• Matériel fourni:
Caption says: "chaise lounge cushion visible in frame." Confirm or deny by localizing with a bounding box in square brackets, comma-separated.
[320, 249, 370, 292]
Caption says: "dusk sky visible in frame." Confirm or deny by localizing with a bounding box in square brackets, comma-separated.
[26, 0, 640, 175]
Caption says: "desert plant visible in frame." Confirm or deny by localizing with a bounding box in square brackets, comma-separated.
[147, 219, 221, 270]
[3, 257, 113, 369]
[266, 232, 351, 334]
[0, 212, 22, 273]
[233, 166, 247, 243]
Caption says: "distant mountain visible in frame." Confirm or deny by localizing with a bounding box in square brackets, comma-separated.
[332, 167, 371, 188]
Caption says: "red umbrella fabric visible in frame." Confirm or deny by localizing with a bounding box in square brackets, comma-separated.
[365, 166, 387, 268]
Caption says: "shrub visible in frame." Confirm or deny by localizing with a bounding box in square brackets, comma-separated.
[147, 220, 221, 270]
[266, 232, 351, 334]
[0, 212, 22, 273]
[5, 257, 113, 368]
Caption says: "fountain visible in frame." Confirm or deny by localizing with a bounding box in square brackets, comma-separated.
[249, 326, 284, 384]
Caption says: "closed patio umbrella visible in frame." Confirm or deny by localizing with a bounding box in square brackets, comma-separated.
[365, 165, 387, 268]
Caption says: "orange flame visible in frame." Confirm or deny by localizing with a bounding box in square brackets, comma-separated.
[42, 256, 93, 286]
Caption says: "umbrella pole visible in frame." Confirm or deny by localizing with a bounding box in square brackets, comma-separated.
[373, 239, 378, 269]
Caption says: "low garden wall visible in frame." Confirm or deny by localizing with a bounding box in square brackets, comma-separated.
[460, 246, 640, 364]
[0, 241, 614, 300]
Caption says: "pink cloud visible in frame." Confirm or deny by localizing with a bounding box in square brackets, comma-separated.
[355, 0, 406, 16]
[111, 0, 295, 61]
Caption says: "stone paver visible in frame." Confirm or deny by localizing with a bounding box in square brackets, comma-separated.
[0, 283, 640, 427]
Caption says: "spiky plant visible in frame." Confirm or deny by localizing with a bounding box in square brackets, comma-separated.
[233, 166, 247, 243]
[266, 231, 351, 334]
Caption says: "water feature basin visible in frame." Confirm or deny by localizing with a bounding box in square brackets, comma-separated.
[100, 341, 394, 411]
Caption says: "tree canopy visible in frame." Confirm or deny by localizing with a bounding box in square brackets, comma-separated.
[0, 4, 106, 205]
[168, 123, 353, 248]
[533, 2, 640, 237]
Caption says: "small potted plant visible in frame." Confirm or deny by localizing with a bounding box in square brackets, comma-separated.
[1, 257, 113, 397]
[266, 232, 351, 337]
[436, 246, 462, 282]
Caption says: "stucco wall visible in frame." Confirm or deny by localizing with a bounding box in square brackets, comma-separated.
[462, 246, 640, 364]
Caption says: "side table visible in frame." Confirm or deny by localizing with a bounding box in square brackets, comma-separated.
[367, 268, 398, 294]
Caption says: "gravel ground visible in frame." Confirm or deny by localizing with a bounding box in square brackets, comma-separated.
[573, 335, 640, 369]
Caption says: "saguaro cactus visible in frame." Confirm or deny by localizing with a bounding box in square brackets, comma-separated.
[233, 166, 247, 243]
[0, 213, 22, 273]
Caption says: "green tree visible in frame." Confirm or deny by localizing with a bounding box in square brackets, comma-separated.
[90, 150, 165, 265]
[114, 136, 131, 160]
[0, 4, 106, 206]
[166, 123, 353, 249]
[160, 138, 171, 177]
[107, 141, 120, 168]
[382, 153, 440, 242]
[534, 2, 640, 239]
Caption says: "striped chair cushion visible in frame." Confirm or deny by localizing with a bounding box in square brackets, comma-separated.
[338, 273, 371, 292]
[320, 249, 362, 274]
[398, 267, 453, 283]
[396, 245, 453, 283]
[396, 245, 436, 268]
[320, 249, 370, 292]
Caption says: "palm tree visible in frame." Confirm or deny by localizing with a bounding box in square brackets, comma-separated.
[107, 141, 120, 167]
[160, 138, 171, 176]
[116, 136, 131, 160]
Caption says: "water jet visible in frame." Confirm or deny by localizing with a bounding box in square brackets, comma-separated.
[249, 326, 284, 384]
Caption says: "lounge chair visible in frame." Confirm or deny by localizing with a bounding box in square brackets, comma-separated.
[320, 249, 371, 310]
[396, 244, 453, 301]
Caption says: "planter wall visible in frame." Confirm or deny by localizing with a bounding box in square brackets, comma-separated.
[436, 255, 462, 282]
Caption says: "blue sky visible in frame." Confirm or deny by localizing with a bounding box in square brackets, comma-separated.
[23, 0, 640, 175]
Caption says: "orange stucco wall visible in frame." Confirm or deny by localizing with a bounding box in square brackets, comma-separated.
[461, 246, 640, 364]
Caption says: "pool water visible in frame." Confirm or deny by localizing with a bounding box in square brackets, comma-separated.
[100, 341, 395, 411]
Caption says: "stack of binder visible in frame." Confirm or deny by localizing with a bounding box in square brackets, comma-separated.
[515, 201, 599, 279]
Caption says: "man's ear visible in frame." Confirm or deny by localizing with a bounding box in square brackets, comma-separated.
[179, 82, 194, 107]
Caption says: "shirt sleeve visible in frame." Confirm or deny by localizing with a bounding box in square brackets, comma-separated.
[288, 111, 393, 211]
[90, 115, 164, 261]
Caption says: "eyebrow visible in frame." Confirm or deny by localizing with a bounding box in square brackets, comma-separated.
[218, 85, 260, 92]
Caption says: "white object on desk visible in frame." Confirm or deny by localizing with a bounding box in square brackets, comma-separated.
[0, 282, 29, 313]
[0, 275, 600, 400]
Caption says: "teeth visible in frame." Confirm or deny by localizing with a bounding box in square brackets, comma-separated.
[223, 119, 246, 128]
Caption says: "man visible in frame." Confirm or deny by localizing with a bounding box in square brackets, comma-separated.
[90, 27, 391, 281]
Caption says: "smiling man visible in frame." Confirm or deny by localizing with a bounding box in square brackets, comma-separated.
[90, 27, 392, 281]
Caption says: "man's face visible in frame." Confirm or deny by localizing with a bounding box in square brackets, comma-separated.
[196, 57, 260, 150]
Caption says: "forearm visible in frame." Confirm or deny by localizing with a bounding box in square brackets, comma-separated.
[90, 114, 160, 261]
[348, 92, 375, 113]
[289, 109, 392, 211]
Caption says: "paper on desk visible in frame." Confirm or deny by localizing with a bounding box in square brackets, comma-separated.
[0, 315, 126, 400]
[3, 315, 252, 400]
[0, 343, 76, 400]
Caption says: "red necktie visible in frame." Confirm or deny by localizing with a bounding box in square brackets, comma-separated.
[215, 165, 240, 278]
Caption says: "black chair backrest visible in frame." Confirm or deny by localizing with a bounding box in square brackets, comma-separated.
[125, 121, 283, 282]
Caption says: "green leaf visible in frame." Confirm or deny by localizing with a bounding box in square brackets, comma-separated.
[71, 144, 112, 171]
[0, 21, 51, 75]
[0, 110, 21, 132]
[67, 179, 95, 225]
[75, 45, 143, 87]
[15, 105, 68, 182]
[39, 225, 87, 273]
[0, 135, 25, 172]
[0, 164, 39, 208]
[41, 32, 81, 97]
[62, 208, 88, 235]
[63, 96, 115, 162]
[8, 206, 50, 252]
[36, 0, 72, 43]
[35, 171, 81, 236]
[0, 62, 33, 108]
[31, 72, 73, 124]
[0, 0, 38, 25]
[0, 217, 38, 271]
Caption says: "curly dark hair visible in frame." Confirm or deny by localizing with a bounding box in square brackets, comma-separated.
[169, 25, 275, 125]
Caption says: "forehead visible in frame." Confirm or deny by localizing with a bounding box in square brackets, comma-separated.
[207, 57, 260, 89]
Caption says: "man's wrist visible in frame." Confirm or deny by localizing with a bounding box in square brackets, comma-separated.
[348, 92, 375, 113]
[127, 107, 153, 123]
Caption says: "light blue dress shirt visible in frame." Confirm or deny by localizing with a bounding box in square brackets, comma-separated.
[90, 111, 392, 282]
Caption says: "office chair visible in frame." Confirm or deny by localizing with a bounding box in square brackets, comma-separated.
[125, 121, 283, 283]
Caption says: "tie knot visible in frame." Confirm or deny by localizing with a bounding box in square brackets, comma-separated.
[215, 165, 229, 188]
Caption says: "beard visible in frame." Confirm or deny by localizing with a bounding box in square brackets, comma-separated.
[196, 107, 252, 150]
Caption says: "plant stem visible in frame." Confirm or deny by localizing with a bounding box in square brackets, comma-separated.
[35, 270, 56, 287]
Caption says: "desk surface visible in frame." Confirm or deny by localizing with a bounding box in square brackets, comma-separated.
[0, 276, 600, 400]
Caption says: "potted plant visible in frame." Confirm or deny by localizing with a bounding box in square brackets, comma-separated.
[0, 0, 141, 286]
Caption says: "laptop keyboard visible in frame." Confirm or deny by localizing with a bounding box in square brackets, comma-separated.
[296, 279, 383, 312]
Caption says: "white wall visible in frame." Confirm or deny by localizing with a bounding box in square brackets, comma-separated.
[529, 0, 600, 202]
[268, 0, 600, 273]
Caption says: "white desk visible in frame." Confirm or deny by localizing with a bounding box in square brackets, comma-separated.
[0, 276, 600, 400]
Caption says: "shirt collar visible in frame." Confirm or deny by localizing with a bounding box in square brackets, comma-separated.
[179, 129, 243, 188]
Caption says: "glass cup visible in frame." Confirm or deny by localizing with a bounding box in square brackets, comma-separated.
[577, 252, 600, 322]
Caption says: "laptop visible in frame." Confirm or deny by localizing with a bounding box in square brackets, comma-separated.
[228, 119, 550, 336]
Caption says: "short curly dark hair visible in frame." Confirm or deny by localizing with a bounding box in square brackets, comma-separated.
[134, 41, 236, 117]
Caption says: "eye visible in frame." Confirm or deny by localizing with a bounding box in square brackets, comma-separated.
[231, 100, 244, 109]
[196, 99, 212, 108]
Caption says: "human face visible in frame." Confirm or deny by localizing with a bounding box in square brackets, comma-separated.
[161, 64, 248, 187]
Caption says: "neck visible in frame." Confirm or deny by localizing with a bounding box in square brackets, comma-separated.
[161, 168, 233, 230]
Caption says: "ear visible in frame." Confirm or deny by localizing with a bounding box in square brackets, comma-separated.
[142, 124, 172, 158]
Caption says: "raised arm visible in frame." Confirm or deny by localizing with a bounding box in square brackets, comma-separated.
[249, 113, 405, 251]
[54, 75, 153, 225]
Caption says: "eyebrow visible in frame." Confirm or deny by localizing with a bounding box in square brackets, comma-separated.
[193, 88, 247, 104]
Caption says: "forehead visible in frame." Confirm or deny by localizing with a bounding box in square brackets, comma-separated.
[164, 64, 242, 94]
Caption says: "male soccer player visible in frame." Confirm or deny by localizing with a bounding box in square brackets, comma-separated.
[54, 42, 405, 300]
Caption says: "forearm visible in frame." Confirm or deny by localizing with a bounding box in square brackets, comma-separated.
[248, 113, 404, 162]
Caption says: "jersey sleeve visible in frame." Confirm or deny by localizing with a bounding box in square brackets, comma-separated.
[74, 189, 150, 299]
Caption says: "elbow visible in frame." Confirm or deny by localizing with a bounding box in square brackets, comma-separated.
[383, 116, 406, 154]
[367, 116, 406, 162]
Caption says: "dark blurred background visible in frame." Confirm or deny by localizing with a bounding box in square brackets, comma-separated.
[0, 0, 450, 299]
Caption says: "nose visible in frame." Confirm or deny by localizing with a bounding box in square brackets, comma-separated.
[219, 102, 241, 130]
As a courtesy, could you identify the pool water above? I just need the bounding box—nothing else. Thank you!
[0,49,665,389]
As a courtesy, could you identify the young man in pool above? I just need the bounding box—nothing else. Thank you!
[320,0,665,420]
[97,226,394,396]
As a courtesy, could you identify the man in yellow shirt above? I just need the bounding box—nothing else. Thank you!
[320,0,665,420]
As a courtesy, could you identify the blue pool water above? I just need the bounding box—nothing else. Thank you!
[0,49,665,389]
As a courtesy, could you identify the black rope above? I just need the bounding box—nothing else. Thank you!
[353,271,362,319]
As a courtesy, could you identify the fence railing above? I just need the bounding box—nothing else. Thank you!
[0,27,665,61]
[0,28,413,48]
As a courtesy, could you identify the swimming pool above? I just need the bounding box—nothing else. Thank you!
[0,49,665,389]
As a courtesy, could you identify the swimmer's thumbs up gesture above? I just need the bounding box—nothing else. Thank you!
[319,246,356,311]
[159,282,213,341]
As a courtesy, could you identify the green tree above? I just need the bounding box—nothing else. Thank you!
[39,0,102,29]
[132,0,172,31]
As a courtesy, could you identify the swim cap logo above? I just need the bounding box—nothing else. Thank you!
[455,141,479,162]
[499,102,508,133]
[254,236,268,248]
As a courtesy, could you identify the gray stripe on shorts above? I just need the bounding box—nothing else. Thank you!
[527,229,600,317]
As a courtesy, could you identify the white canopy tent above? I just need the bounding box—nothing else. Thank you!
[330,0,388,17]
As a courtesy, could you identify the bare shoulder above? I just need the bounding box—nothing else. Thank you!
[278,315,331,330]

• Énoncé: Recopiez intégralement le passage qui va du début des lignes ci-dessus jusqu'à la ligne contenant « [26, 0, 640, 175] », les deux bornes comprises. Décalez de 17 chacune des coordonnées des cadres de délimitation figurant dans les réponses.

• Exercice corrigé:
Caption says: "chaise lounge cushion visible in frame." Confirm or deny by localizing with a bounding box in square brackets, comma-separated.
[337, 266, 387, 309]
Caption says: "dusk sky visible in frame." Confirm or deny by localizing with a bounding box in square brackets, comma-separated.
[43, 17, 657, 192]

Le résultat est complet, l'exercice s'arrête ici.